Extract to read -
● ● ● ● ● ● ●
Project Ex1

Project Ex1

par Quentin Marguet,
Nombre de réponses : 6

Good evening, 

I was wondering in which way U was interacting with the first q-bit ? If we follow the wires going from left to right the operation acting on ket{0} are the two operations on the qbit just two Hadammard gates ?


Also what is the role of the q-bit 1 ? Which kind of control does it have on U since it is not present in the expression of the controlled unitary matrix ?

Thank you in advance

En réponse à Quentin Marguet

Re: Project Ex1

par Nicolas Macris,

Answer to first question: Yes. However after the controlled U the first qubit gets entangled with the rest and the application of the second Hadamard is non trivial. You have to write the math to see it clearly. If you did not have the control U you would have H^2|0>  = |0>, however because of the controlled op in the middle something different happens...

Answer to second question: well as said above you must write the math to see things clearly. After the first Hadamard the first qubit is left in a superposition of |0> + |1>. So the state of the circuit is 

|0>x |rest> + |1>x|rest>

and the control U will act non trivially on the |1>x|rest> part...

En réponse à Nicolas Macris

Re: Project Ex1

par Quentin Marguet,
Good afternoon,
first of all thank you for the answer.
The U matrix is therefore the "control matrix" and |0> the " target" q-bit or the other way around ?

Also I don't understand how we can do the math since U is a 2^n by 2^n matrix and |0> a 2 by 1 vector. Does that mean that we have to take the tensor product of both ? (but it would not make much sense since the measure only first the q-bit at the end)
Thank you in advance
En réponse à Quentin Marguet

Re: Project Ex1

par Nicolas Macris,

The contrary: the first top qubit is the control qubit and U acts on the target qubits. So U acts on the n target qubits and is indeed a 2^nx2^n matrix.

Best

N.M

En réponse à Nicolas Macris

Re: Project Ex1

par Quentin Marguet,
Good evening,

Thank you for the answer.

How does the U matrix get entangled with the |0> q-bit ? I really don't understand how the q-bits get entangled since it is a "control bit" and is not acted upon.

Also do we measure only the first q-bit or all the 1 + 2n q-bits on the {|0>, |1> } basis ?

How do we adapt the circuit for the mystery matrix use 2 (maybe) 3 q-bits as input and the ex 3 is based 5 q-bits as entry ?

In ex 4 should we generate angles between [0,2 Pi] or [0,Pi/2 ] as stated in the notebook ? Which one is the reference between the handout and the jupyter notebook ?

Thank you in advance
En réponse à Quentin Marguet

Re: Project Ex1

par Nicolas Macris,
Do the math! Uou will see that the first qbit gets entangled because before the control there is an Hadamard.

Only the first qu bit is measured in the computational basis.

For the mystery you have to adapt things: up to you to judge how many qubits you should use.

For the interval of angles you can take what you want basically. The notebook is a skeleton to guide you and you can slightly modify if you want.
En réponse à Nicolas Macris

Re: Project Ex1

par Quentin Marguet,
Good evening,

Thank you for the answer.

The thing that I did not understand was that the first q-bits and the "generalised" Bell State can be represented from the very beginning (even before the first Hadammard gate) using a tensor product,

Me and my partner were able to compute the overall state after the second Hadammard gate.
Now I am wondering how I can measure the first Q-bit since we have a entangled state ? How can we use the general born rule for that ?
● ● ● ● ● ● ●
Entries supplied -

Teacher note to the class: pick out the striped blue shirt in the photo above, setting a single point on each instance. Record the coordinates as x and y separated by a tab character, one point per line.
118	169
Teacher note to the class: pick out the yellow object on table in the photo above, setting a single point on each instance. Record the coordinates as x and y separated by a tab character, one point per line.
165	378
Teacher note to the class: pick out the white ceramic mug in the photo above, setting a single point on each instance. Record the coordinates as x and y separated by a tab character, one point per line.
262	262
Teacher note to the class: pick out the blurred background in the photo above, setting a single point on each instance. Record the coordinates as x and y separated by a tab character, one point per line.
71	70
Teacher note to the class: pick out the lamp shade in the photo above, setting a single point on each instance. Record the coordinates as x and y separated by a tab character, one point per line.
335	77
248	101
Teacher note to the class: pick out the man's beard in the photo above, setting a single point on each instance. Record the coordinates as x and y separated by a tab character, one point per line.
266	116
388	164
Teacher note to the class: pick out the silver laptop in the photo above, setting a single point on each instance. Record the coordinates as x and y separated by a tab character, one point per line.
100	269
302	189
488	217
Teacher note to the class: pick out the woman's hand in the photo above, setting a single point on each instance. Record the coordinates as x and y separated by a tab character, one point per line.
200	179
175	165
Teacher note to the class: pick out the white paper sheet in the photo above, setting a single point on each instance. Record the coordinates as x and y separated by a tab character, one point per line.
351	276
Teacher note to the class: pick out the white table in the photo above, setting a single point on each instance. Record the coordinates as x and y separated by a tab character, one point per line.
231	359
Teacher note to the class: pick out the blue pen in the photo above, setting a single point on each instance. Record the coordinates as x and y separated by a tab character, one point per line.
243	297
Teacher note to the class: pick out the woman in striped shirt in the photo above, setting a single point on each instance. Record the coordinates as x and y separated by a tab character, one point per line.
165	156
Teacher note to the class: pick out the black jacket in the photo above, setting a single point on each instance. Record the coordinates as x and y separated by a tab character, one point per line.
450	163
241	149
● ● ● ● ● ● ●
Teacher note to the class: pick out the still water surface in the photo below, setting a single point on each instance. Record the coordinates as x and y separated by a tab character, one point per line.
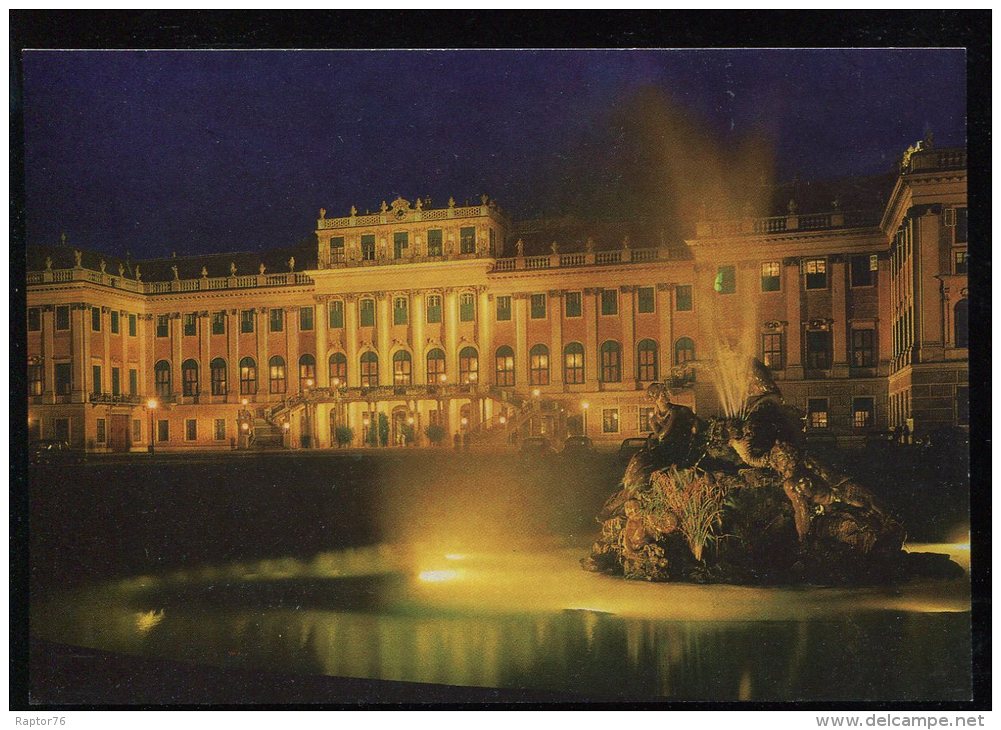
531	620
● ● ● ● ● ● ●
What you will do - According to the forum thread, which qubit is measured, and in which basis? These lines have no connection to the forum thread.

Correct result - Only the first qubit is measured, in the computational basis.